» **Task to complete**:
Carry on the excerpt about Sports Illustrated's new approach to photography from the point where it stops.

━━━ Excerpted text ━━━

Brad Smith, who is Sports Illustrated’s Director Of Photography has been the one to confirm the news, and to assure the adoring public that the commitment to photography hasn’t changed, but simply the way they go about obtaining their images. He has gone on to say that wherever they were before, whatever major game, series or event, they will still be there.

The company has come out with what clearly are meticulously chosen, and rehearsed lines to tell the media as to why this decision has been made. Spokesman Scott Novak told CBS that the decision was a strategic one to approach photography in a new way, granting SI more access to worldwide resources. He further went on to say,

It was really about how do we do even more with photography in the most effective way for our audience in light of the expanding global sports world.

━━━ Given material ━━━

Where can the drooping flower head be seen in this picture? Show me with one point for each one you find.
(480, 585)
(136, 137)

━━━

» **Output for this exercise**:
Now, to me, it’s strange that news outlets across the board are using words like ‘Shocked,’ with eleventy thousand exclamation marks at the end in response to the news. Then they ask if a news organization can survive or thrive without staff photographers? Of course it can. Clearly, this is just creating excitement for something that’s neither exciting or new. Is anyone really surprised this is happening? If a global economy has taught us anything in the Internet age is that outsourcing a freelancer is cheaper than keeping full time staff. Period. That’s why this is happening here, why it happened at The Chicago Sun-Times, and more to come.

Interestingly, you can watch, in the rewind below, Brad Smith speaking at length about what they look for in freelancers. Clearly, this was a long time coming.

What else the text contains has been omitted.